** Begin Supplied passage **

# Great Work



## bobj3 (Jan 17, 2006)

Just some of the GREAT things you can make with the CarveWright machine 



=============


----------



## Joe Lyddon (Sep 11, 2004)

bobj3 said:


> Just some of the GREAT things you can make with the CarveWright machine
> 
> 
> http://www.carvewright.com/forum/showthread.php?t=4335
> ...


Bob,

Mike did NOT use the CarveWright machine on pics. 1 & 3; they were too big for the machine... he did those by hand using Dremel & chisels.

Pic.#2, the drawer front, took him 20 hours by hand and 17 hrs. using the CarveWright... He probably could have done it by hand in the 17 hrs... He is a real Master at carving... One guess as to his favorite body part to carve!


----------



## DougO (Jan 4, 2006)

Good job. That's some nice looking work.


----------



## harrysin (Jan 15, 2007)

Bj. am I right in thinking that YOU didn't make these items? You spend so much time on the forum solving problems that I doubt you would have had the time to spare.


----------



## bobj3 (Jan 17, 2006)

** End Supplied passage **

Reproduce the forum thread's text between "Mike did NOT" and "(Jan 4, 2006)", inclusive, swapping "Dremel" for "a rotary tool".

** Begin Records supplied **

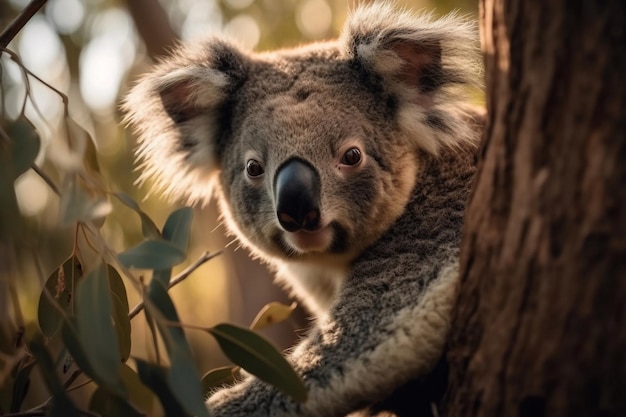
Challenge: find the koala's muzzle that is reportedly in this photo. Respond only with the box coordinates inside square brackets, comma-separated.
[274, 159, 320, 232]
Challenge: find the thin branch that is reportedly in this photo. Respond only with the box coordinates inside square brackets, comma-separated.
[128, 250, 222, 320]
[0, 0, 47, 48]
[30, 164, 61, 197]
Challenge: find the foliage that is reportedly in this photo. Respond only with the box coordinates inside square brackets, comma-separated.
[0, 1, 306, 416]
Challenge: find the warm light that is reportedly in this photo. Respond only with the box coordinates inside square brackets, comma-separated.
[15, 171, 50, 216]
[224, 14, 261, 49]
[296, 0, 333, 39]
[47, 0, 85, 34]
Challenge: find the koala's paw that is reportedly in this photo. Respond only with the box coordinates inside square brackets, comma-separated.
[206, 378, 278, 417]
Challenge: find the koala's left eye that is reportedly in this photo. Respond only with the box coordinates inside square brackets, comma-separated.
[341, 148, 361, 166]
[246, 159, 265, 177]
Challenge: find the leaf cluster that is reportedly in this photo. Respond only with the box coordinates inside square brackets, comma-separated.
[0, 4, 306, 417]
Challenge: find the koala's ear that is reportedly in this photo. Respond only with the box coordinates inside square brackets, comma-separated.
[122, 38, 248, 203]
[340, 3, 482, 154]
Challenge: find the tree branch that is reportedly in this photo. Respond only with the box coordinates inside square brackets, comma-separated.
[128, 250, 222, 320]
[0, 0, 47, 49]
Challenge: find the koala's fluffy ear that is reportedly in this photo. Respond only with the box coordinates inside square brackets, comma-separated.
[122, 39, 247, 203]
[340, 3, 482, 154]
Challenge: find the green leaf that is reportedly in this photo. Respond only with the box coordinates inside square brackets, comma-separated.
[208, 324, 307, 402]
[147, 280, 208, 417]
[89, 387, 145, 417]
[201, 366, 239, 397]
[76, 264, 125, 396]
[59, 176, 111, 225]
[7, 117, 41, 179]
[0, 151, 23, 245]
[118, 240, 185, 269]
[107, 265, 131, 362]
[120, 364, 157, 416]
[135, 359, 189, 417]
[107, 264, 129, 312]
[111, 294, 131, 362]
[61, 317, 100, 376]
[163, 207, 193, 252]
[250, 302, 298, 330]
[37, 256, 83, 337]
[113, 193, 161, 239]
[29, 339, 80, 417]
[11, 361, 37, 413]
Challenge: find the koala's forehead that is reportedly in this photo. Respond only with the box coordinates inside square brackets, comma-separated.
[229, 48, 393, 136]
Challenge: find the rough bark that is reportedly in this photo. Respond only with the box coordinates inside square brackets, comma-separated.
[443, 0, 626, 417]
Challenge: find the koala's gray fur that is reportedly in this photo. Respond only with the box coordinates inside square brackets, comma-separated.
[124, 4, 482, 417]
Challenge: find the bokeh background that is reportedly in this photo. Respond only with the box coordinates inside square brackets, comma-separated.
[0, 0, 477, 410]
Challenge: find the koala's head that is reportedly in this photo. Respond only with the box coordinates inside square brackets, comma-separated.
[124, 5, 480, 259]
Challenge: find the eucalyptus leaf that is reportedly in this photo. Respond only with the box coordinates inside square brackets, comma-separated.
[250, 301, 298, 330]
[107, 264, 129, 312]
[107, 265, 131, 362]
[111, 294, 131, 362]
[200, 366, 239, 397]
[89, 387, 145, 417]
[208, 324, 307, 402]
[113, 193, 161, 239]
[61, 317, 100, 376]
[163, 207, 193, 252]
[76, 264, 125, 396]
[135, 358, 190, 417]
[37, 256, 83, 337]
[147, 280, 208, 417]
[59, 175, 111, 225]
[118, 240, 185, 269]
[120, 364, 157, 416]
[11, 361, 37, 413]
[28, 338, 80, 417]
[7, 117, 41, 179]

** End Records supplied **

▶ **Solution to the problem**:
Mike did NOT use the CarveWright machine on pics. 1 & 3; they were too big for the machine... he did those by hand using a rotary tool & chisels.

Pic.#2, the drawer front, took him 20 hours by hand and 17 hrs. using the CarveWright... He probably could have done it by hand in the 17 hrs... He is a real Master at carving... One guess as to his favorite body part to carve!


----------



## DougO (Jan 4, 2006)